• REQUEST: Return word for word the lines in the records below that begin with the one containing "Exercise. Mark the yellow wing" and end with the one containing "<point>400,569</point>", with both of those lines included. Leave the pictures out.

[Items from a dataset]
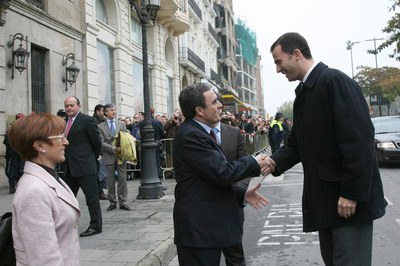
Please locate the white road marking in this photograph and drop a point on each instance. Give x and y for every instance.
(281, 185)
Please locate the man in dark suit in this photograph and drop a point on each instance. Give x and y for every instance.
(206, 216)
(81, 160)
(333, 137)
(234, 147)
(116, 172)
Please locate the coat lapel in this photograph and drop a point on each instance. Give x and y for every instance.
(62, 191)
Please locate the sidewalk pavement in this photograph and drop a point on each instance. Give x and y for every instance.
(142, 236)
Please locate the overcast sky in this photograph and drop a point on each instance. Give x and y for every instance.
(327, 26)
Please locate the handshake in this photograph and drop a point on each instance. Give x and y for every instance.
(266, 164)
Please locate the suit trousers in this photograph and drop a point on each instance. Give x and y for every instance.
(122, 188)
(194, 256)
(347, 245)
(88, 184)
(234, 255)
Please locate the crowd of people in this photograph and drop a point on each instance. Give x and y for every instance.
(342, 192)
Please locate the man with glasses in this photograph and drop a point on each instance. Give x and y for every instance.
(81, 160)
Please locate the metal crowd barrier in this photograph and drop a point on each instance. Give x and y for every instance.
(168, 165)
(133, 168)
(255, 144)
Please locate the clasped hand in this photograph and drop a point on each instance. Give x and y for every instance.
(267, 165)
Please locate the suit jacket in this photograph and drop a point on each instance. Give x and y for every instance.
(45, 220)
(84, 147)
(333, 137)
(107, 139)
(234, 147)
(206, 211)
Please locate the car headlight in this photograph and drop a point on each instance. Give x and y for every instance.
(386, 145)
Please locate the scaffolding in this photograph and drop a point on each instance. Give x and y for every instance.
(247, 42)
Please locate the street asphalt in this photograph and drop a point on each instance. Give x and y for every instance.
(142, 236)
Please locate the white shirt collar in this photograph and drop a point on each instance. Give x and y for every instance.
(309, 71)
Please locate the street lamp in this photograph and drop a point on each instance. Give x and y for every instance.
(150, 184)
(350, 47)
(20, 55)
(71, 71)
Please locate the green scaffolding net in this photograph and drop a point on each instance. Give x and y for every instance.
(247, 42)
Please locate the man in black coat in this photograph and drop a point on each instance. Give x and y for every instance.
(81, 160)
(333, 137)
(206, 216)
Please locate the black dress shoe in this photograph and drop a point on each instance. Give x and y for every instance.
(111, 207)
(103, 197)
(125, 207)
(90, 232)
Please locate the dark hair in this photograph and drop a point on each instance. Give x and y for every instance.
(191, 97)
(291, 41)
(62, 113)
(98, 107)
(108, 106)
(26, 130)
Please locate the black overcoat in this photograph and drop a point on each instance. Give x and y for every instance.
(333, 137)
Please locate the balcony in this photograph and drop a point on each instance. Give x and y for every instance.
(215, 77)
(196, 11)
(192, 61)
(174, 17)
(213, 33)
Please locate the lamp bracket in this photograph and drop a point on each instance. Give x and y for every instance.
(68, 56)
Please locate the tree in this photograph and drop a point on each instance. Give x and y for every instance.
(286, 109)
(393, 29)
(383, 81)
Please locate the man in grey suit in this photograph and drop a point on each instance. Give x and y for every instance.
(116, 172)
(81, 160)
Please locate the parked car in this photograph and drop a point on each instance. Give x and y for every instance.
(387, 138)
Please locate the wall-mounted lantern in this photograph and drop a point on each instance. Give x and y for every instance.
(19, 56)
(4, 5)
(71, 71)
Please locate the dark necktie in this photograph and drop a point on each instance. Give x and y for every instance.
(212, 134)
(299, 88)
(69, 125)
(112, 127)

...

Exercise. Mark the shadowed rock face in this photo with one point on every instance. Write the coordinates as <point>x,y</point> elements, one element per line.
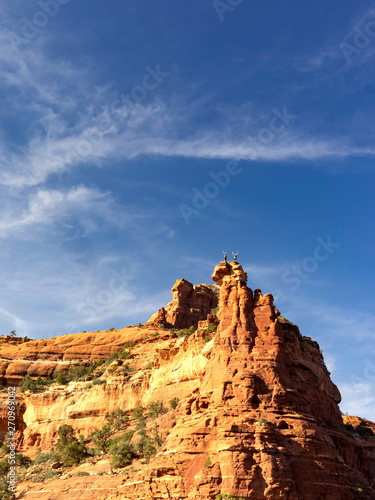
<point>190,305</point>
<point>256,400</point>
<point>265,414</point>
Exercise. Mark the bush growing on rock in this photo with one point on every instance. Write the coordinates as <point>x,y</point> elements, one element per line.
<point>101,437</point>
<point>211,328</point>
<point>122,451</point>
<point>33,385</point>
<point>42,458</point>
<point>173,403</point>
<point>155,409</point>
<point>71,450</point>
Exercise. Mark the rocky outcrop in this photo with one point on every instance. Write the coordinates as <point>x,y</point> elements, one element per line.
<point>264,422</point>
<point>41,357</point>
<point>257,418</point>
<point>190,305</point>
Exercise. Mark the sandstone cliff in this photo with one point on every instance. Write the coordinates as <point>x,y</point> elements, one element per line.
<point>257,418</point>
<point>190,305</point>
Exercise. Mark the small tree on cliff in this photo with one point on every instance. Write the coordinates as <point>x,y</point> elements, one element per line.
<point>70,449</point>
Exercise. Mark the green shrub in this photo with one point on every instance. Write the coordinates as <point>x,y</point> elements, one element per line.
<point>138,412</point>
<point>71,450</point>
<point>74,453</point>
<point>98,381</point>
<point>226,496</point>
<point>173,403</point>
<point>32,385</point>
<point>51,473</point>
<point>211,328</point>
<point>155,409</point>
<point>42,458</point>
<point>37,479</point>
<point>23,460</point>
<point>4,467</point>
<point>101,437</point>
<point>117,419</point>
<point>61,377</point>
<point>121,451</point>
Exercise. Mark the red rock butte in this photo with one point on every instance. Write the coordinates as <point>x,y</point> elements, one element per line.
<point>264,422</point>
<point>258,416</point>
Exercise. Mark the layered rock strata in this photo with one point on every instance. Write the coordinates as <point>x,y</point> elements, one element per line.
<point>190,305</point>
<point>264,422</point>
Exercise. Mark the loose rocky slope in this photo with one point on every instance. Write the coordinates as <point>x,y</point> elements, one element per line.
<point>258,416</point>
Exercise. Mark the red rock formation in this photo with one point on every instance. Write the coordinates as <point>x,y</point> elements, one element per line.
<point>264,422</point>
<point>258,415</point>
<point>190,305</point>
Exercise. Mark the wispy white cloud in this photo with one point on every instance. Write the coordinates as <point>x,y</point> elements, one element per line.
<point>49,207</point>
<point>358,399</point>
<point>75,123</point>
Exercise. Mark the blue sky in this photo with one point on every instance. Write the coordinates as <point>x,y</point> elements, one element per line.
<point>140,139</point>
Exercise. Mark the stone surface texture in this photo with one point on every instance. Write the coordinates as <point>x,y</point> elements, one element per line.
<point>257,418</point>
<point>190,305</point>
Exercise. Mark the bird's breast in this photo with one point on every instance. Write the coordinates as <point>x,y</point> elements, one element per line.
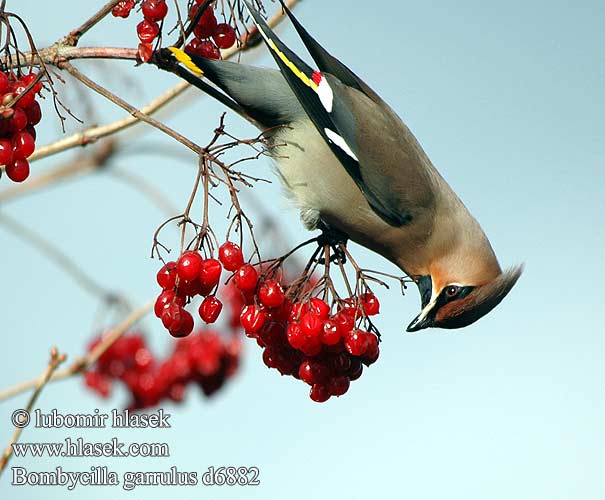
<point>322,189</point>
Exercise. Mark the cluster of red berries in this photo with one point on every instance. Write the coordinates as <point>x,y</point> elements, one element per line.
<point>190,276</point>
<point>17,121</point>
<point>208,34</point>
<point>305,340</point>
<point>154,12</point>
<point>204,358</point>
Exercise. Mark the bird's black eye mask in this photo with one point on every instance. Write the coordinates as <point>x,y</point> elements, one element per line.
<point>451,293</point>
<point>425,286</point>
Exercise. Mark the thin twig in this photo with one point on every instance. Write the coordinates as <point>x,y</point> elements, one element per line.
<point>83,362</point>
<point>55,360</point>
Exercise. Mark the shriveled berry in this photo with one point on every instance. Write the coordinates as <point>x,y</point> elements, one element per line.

...

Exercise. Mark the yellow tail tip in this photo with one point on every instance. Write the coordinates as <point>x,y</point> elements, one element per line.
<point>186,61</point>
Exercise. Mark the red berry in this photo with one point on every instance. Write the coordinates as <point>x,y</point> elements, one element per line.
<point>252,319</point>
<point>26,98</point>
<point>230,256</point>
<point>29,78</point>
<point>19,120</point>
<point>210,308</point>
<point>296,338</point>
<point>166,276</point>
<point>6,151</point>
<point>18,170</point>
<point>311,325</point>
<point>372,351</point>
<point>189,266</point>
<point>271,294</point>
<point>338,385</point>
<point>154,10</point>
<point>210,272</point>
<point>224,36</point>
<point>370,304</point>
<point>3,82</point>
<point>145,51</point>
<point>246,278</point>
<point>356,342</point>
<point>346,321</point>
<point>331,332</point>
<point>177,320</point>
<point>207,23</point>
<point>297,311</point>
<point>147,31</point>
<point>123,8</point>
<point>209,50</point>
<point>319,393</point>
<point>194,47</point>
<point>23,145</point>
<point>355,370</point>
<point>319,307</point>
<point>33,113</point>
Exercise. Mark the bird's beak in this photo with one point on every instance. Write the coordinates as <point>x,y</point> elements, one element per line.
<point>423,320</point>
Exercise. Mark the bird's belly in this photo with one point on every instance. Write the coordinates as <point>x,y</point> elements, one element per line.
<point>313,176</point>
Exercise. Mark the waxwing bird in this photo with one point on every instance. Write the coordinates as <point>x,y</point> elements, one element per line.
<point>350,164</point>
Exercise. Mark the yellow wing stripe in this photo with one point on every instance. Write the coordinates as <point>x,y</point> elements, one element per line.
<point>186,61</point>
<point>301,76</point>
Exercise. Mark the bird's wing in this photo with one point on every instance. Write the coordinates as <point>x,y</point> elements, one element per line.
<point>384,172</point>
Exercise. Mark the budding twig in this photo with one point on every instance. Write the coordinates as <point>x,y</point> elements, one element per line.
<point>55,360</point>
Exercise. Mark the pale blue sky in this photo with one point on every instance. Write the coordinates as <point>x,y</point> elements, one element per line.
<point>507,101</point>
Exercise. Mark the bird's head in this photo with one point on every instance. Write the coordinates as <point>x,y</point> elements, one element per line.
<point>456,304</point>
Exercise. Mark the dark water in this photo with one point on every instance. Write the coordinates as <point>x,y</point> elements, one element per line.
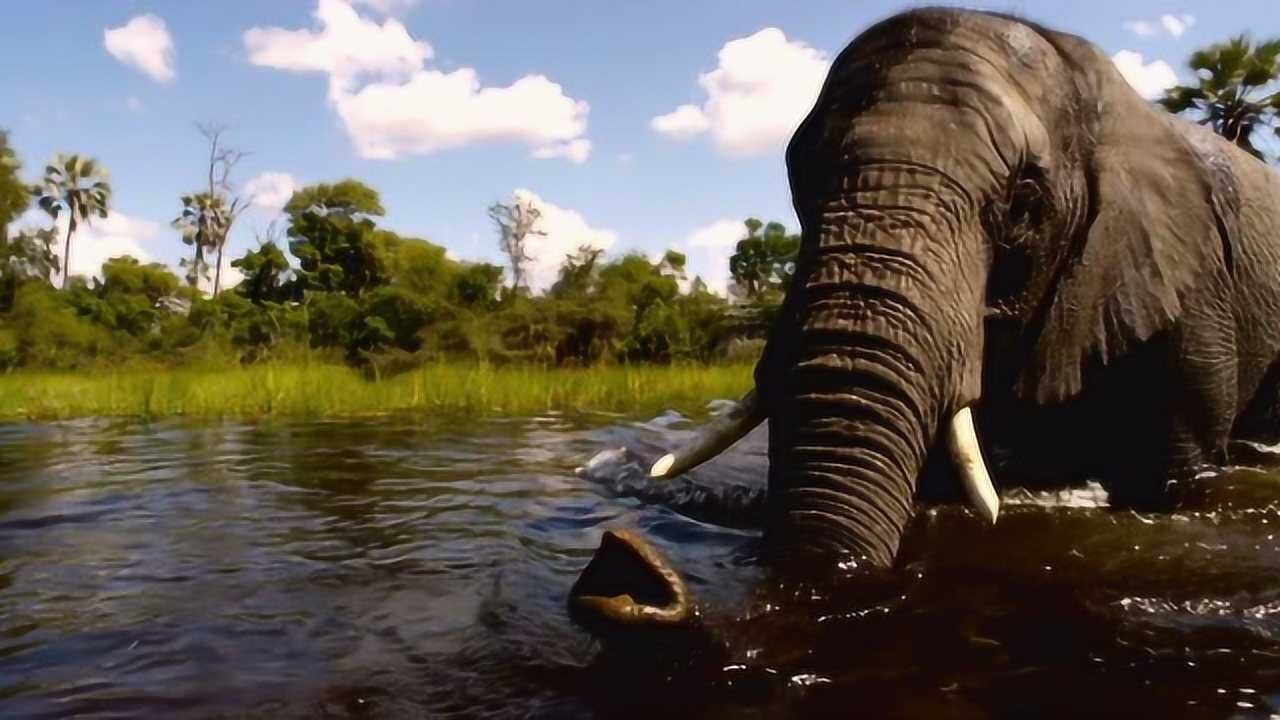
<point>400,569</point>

• ANSWER BELOW:
Exercise. Mark the yellow wing stripe in this photo with one point on every instance. Write the coordinates as <point>x,y</point> elements, one element per line.
<point>186,61</point>
<point>301,76</point>
Exercise. Mark the bird's wing in this photo with one point on every instance. Write the coordinates as <point>x,y</point> elements, one element per line.
<point>384,172</point>
Exercise. Mark the budding twig in this photo with one point on every instance. Write the coordinates as <point>x,y</point> elements, one element per line.
<point>55,360</point>
Exercise. Mark the pale blue sky in this photo with one point on every instance. Write the coordinates as <point>x,y</point> elements, one element per line.
<point>507,101</point>
Exercise. Mark the bird's head in this photo with one point on every instance. Write the coordinates as <point>x,y</point> elements, one element per line.
<point>456,304</point>
Exercise. Mark the dark water in this photo with one point on every instance. Write the coordinates as <point>x,y</point> elements, one element per line.
<point>400,569</point>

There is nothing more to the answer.